** Start of Records for the task **
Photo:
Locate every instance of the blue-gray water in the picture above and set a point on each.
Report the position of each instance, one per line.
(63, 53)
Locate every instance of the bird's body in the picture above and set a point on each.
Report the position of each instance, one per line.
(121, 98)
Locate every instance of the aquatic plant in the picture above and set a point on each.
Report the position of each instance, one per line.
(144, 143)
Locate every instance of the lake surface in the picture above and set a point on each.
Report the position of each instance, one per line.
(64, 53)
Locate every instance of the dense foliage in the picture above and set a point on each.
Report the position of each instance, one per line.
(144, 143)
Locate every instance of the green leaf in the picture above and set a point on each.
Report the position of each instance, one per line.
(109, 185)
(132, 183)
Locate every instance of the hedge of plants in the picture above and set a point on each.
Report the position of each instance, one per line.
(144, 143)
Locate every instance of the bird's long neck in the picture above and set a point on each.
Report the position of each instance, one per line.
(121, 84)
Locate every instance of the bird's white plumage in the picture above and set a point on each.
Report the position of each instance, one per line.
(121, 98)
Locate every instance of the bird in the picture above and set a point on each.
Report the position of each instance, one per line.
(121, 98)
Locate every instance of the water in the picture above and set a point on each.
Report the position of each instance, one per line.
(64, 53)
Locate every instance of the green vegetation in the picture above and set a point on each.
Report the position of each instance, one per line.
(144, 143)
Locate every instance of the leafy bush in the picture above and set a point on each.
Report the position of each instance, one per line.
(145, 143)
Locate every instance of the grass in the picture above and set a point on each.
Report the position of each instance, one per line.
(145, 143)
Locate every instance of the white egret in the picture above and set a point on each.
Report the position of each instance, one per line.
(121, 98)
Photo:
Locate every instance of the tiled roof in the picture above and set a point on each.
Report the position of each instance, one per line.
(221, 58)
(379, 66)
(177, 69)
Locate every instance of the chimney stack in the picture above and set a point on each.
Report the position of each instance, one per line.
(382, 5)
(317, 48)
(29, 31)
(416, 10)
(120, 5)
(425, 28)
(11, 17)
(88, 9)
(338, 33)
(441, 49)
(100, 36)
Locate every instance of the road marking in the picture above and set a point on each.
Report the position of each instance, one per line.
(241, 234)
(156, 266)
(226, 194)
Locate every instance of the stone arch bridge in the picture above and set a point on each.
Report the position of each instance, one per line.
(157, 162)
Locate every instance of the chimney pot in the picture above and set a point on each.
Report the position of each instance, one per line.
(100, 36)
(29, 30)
** End of Records for the task **
Goal of the exercise: Copy the material exactly, starting with the line that contains "Locate every instance of the green vegetation" and continuing through the end of the material.

Answer below:
Locate every instance of the green vegetation in the picture above and set a point on each.
Report the position of each instance, one per line.
(144, 143)
Locate every instance of the leafy bush in the picture above and set a point on each.
Report the position of each instance, one per line.
(145, 143)
Locate every instance of the grass in the picture above and set a point on each.
Report the position of each instance, one per line.
(145, 143)
Locate every instance of the white egret in the picture above and set a point on each.
Report the position of each instance, one per line.
(121, 98)
Photo:
Locate every instance of the tiled roof in the picture above and set a point on each.
Report the position of each instance, one per line.
(221, 58)
(379, 66)
(177, 69)
Locate every instance of the chimney stack in the picture above and set a point on each.
Report the position of each instance, one per line.
(382, 5)
(317, 48)
(29, 31)
(416, 10)
(120, 5)
(425, 28)
(11, 17)
(88, 9)
(338, 33)
(441, 49)
(100, 36)
Locate every instance of the road marking in the picture above and set a point on each.
Report the position of each instance, one per line.
(241, 234)
(156, 266)
(226, 194)
Locate every instance of the stone arch bridge in the picture above and set a point on each.
Report the position of each instance, one per line.
(157, 162)
Locate every instance of the chimney pot in the picture above and set a point on each.
Report the position of each instance, one per line.
(100, 36)
(29, 30)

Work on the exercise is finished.